What is asked: Locate each line in the rows below that contains the string "flat" and copy it out in full. The match is case-sensitive.

Information shown:
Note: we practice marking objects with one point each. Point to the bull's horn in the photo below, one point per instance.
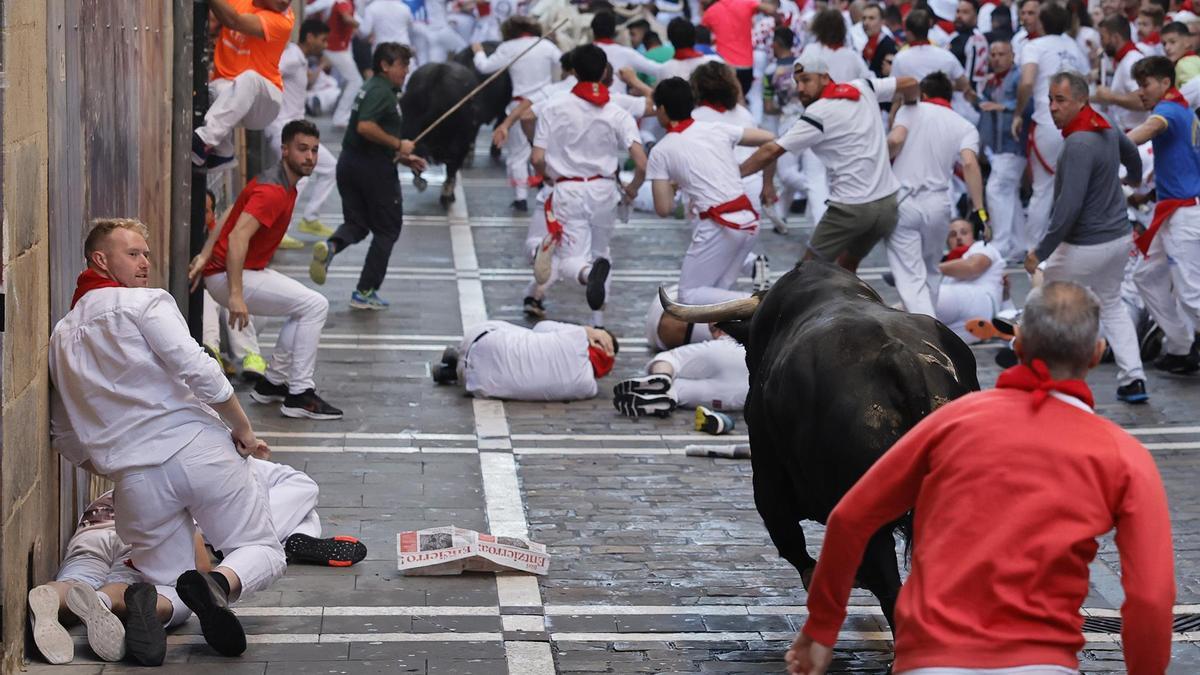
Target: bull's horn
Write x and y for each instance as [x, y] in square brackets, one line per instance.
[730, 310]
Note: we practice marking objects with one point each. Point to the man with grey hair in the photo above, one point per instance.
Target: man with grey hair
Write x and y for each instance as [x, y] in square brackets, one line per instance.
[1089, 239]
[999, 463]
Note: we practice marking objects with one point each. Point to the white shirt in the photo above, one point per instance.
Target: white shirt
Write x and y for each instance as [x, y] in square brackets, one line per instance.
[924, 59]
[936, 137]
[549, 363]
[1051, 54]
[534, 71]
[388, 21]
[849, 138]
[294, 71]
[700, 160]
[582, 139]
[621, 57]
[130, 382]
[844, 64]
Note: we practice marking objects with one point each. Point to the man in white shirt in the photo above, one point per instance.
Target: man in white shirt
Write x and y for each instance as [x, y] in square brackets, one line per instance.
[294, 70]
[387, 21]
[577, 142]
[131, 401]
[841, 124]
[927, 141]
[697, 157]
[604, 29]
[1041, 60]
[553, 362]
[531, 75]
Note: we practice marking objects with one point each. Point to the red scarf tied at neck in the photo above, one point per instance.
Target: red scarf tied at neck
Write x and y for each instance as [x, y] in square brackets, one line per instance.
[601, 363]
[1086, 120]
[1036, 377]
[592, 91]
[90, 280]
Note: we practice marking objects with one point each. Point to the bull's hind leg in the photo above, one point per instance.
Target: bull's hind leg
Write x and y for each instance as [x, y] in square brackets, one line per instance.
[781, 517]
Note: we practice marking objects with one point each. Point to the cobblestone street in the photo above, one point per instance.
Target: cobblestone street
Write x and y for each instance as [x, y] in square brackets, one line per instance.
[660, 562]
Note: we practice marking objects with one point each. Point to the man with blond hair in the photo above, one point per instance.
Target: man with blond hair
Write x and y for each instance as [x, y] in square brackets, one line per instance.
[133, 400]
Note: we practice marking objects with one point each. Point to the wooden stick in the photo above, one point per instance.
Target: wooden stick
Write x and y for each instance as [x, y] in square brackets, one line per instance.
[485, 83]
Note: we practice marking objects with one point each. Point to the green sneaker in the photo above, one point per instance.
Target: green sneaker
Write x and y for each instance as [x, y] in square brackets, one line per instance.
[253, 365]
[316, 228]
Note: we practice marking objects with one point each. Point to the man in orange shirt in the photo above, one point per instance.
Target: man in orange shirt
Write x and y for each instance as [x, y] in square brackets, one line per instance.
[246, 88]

==

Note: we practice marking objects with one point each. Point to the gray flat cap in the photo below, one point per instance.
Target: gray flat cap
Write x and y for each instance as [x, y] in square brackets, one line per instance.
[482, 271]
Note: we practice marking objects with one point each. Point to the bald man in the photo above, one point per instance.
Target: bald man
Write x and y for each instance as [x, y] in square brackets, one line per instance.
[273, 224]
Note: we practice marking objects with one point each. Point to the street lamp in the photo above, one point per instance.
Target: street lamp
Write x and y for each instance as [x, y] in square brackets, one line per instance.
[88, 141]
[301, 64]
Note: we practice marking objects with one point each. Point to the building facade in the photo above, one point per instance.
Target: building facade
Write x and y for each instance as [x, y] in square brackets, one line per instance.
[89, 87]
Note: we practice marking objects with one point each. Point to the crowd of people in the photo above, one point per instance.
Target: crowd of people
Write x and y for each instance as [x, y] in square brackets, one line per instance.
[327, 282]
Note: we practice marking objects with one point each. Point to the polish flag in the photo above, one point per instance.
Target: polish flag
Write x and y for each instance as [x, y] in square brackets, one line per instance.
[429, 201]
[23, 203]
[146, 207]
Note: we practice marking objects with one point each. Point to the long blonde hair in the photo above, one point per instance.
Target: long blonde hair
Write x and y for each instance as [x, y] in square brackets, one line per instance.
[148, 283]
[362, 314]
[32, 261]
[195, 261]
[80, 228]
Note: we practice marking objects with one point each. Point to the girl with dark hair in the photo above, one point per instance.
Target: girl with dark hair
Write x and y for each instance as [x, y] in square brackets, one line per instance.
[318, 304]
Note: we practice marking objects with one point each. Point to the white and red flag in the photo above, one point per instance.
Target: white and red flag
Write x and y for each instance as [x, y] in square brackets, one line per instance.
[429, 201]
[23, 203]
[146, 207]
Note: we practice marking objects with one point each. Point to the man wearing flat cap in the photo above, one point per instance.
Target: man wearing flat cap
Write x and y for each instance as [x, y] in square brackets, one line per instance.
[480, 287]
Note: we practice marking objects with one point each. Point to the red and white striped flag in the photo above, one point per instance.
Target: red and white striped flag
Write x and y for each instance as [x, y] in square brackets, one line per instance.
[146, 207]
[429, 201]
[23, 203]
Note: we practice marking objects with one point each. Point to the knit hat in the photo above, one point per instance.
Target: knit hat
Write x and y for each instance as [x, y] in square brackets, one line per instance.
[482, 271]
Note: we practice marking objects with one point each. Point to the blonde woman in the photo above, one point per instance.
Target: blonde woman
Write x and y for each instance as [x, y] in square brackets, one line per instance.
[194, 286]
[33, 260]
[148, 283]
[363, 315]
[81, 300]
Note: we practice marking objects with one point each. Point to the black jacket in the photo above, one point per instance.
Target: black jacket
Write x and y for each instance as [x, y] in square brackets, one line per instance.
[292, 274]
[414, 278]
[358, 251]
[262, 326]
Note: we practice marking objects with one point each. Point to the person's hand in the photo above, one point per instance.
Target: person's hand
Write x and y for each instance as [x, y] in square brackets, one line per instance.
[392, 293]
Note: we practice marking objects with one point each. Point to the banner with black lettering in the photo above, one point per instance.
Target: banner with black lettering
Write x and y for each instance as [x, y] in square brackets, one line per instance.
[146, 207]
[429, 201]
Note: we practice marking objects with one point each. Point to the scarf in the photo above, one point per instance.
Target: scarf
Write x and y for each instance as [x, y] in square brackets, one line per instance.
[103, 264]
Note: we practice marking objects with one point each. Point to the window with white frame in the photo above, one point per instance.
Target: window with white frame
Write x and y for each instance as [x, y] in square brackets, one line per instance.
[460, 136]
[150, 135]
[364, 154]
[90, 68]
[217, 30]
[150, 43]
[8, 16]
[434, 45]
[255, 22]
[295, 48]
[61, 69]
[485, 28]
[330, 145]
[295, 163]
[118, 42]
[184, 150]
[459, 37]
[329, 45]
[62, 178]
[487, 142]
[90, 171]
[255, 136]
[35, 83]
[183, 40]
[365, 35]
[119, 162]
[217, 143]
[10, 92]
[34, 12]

Solution to the problem:
Note: we practice marking objects with one point each. Point to the gray flat cap in the photo below, one point per instance.
Target: gray flat cap
Note: we practice marking objects with one point each. Point to the man wearing flat cap in the photo above, one point per instance.
Target: man wearing flat cap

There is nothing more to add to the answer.